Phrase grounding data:
★ ★ ★ ★

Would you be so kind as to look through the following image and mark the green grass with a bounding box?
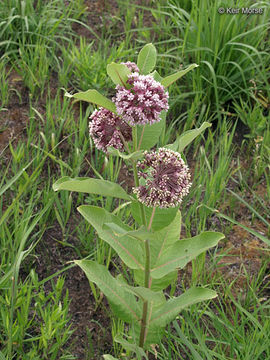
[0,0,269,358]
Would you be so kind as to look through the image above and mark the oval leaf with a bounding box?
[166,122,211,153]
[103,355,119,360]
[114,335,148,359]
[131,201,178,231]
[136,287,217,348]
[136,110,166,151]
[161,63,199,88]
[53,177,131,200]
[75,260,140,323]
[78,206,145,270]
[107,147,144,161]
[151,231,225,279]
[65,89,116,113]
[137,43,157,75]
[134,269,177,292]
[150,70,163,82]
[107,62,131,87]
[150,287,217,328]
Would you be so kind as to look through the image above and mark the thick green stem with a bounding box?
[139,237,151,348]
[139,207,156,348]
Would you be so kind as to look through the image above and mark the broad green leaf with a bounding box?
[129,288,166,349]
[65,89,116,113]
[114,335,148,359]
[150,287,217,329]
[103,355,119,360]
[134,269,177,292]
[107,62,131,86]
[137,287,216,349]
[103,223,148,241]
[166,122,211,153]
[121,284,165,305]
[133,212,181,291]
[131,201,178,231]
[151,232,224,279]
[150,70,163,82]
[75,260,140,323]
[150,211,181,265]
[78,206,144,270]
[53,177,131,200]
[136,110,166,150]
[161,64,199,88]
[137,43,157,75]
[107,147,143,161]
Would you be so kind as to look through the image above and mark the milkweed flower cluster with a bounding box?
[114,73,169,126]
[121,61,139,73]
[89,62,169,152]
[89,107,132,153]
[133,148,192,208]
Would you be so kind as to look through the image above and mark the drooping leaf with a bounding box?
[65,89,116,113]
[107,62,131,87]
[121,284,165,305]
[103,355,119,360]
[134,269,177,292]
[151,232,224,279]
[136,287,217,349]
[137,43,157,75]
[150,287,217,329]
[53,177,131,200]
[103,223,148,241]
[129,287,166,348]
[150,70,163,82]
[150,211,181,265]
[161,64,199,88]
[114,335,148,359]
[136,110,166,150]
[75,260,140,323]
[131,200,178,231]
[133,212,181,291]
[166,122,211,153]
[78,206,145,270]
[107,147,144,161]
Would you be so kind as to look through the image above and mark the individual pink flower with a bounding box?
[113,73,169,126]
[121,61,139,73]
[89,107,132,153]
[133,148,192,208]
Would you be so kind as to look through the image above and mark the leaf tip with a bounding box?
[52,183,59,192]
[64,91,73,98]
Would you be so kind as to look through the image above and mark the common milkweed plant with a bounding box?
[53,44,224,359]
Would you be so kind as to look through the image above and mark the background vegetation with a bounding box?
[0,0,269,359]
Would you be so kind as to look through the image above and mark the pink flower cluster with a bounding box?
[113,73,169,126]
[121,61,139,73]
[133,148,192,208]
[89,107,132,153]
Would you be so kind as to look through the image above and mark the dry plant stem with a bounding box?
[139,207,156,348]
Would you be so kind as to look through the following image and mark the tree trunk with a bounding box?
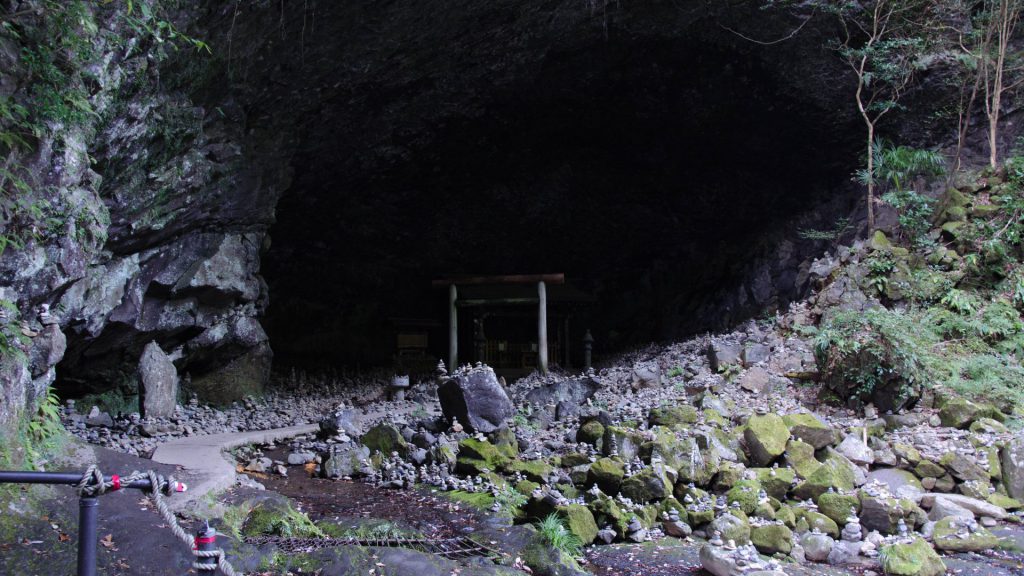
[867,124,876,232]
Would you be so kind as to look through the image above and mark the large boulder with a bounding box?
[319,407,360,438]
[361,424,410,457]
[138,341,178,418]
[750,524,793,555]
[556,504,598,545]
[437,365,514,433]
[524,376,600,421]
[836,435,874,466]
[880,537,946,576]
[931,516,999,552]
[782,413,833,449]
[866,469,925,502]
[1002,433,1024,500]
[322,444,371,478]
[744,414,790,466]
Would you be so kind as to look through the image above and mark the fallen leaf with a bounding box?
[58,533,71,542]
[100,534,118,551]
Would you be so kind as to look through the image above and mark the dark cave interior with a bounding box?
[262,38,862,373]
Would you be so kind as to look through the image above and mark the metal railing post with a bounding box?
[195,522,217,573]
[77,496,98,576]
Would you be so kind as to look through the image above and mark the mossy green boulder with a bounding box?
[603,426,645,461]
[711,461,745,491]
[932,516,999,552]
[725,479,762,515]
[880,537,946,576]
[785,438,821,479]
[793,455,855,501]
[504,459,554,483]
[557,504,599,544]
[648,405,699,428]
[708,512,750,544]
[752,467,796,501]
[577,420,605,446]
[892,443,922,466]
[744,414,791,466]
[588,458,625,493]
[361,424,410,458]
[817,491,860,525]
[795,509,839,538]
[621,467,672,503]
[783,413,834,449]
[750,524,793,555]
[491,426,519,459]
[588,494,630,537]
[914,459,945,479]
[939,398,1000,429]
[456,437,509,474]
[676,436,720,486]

★ ★ ★ ★

About this task: Could the data above be repeated exactly, with every picture dropped?

Your solution:
Would you be so kind as to look through the following image and mark the green grass with a bounding box?
[0,0,269,358]
Would you be so kind as to look through the image above and mark the oval leaf with a bounding box?
[166,122,211,153]
[103,355,119,360]
[114,335,148,359]
[131,201,178,231]
[136,287,217,348]
[136,110,166,151]
[161,63,199,88]
[53,177,131,200]
[75,260,140,323]
[78,206,145,270]
[107,147,144,161]
[151,231,225,279]
[65,89,116,113]
[137,43,157,75]
[134,269,177,292]
[150,70,163,82]
[107,62,131,87]
[150,287,217,328]
Would you be so kind as to look through the image above and mark the thick green stem with a bounding box?
[139,237,151,348]
[139,207,156,348]
Would you be so kind as to look through the image above and mark the broad green leaf with a bounding box?
[129,288,166,349]
[65,89,116,113]
[114,335,148,359]
[150,287,217,329]
[103,355,119,360]
[134,269,177,292]
[107,62,131,86]
[137,287,216,349]
[103,223,148,241]
[166,122,211,153]
[121,284,165,305]
[133,212,181,291]
[131,201,178,231]
[151,232,224,279]
[150,70,163,82]
[75,260,140,323]
[150,211,181,265]
[78,206,144,270]
[53,177,131,200]
[136,110,166,150]
[161,64,199,88]
[137,43,157,75]
[107,147,143,161]
Would you be so kind as to look through the image above and mark the milkweed flower cluster with a bounding box?
[114,73,169,126]
[121,61,139,73]
[89,62,169,152]
[89,107,132,153]
[133,148,192,208]
Would you be so kind as to look through the image above and mark the drooping leaf with a bounding box?
[65,89,116,113]
[107,62,131,87]
[121,284,165,305]
[103,355,119,360]
[134,269,177,292]
[151,232,224,279]
[136,287,217,349]
[137,43,157,75]
[150,287,217,329]
[53,177,131,200]
[103,223,148,241]
[129,287,166,348]
[150,70,163,82]
[150,211,181,265]
[161,64,199,88]
[114,335,148,359]
[136,110,166,150]
[75,260,140,323]
[131,200,178,231]
[133,212,181,291]
[166,122,211,153]
[78,206,145,270]
[107,147,144,161]
Would you be so kind as to look through the image above and mark the individual pink flower with a bounding box?
[113,73,169,126]
[121,61,139,73]
[89,107,132,153]
[133,148,192,208]
Would you be so kind as to look through the image above and mark the leaf tip with a bounding box?
[52,183,59,192]
[64,91,73,98]
Would you be so kind as to look through the image above and mark the common milkweed plant with a bounding box?
[53,44,224,359]
Would you be so kind as to look through the image above and mark the background vegetation with a bounding box?
[0,0,269,359]
Would you be so kind as to look through the image above and mark the pink flower cluster with a bounding box?
[113,73,169,126]
[121,61,139,73]
[133,148,192,208]
[89,107,132,153]
Would you be so kind as to look through the image above and mark the dry plant stem with a bounding box?
[139,207,156,348]
Would you be so kind as to look through the following image and mark the tree trunk with a bounding box?
[867,124,876,232]
Would you be so kind as to look through the image above and mark the large boulder with a bounding box?
[319,407,360,438]
[361,424,410,457]
[138,341,178,418]
[750,524,793,555]
[556,504,598,545]
[437,365,514,433]
[524,376,600,421]
[836,435,874,466]
[880,537,946,576]
[931,516,999,552]
[782,413,833,449]
[866,469,925,502]
[1002,433,1024,500]
[322,444,371,478]
[744,414,790,466]
Would you be so kind as to look through the image above and mark the fallen leaf with a bounding box?
[58,533,71,542]
[100,534,118,551]
Would you be so kind as to look through the image above and mark the dark cave interior with a bounding box?
[262,38,862,373]
Would you be so kind as to look through the image above and mark the metal railing post with a bounding box?
[195,522,217,573]
[77,496,98,576]
Would you be so kind as to look through the image above and mark the mossy green boulder with a bounding box?
[603,426,645,461]
[711,461,745,491]
[932,516,999,552]
[725,479,762,515]
[880,537,946,576]
[785,438,821,479]
[793,455,855,501]
[504,459,554,483]
[557,504,599,544]
[648,405,699,428]
[708,512,750,544]
[752,467,796,501]
[577,420,605,446]
[892,443,922,466]
[744,414,791,466]
[588,458,625,493]
[361,424,410,458]
[817,491,860,525]
[795,509,839,538]
[621,467,672,503]
[783,413,834,449]
[750,524,793,555]
[491,426,519,459]
[588,494,630,537]
[914,459,945,479]
[939,398,1000,429]
[456,437,509,474]
[676,436,720,486]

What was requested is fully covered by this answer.